The current crop of research is an attempt to address that gap. The researchers are driven, at least in part, by the desire to find prescriptive answers to the real-world difficulties of managing diversity in the workplace.
"We were increasingly frustrated by the fact that we know a lot about what kinds of disparities there are in organizations, and what kind of disadvantages women and minorities faced, but we know almost nothing about how to how to reduce them," says Alexandra Kalev, a sociologist at the University of Arizona.
Several years ago, Kalev, along with Dobbin and Erin Kelly of the University of Minnesota, set out to see what works. As a measure of program success, they looked at the number of women and minorities in a company's managerial ranks – a much more concrete metric than the surveys of employee attitudes that many other studies relied on. The researchers drew on 31 years of Equal Employment Opportunity Commission data, specifically the annual reports that companies file detailing their racial and gender makeup. The sociologists then surveyed 829 of those companies on what diversity programs they had and when they instituted them. The results were described in a 2006 study, and in another paper that Kalev and Dobbin are currently writing.
The researchers found that while diversity training was by far the most popular approach, it was also the least effective at getting firms to hire and promote women and minorities.
Some programs were more effective than others: Voluntary programs were better than mandatory ones, and those that focused on the threat of bias and harassment lawsuits were worse than those that did not. But even the better programs led only to marginal changes. And those that were mandatory or discussed lawsuits – the vast majority of the programs examined – slightly reduced the number of women and minorities in management. Required training and legalistic training both make people resentful, the authors suggest, and likely to rebel against what they've heard.

> [What is being asked]
Write out this part of the passage on workplace diversity programs word for word: begin at the words "The researchers found" and stop after "women and minorities.".

> [Material provided]
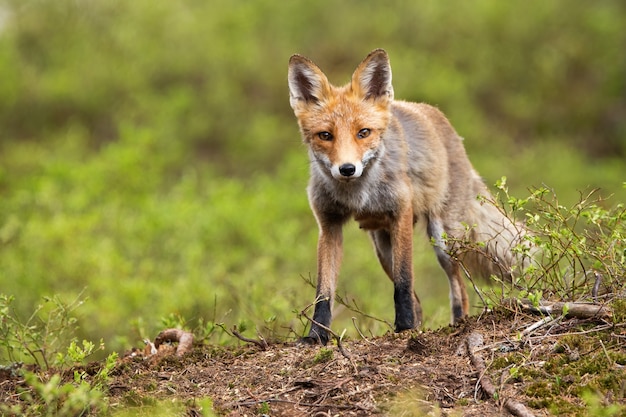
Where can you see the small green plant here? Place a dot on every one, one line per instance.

> [Worked solution]
The researchers found that while diversity training was by far the most popular approach, it was also the least effective at getting firms to hire and promote women and minorities.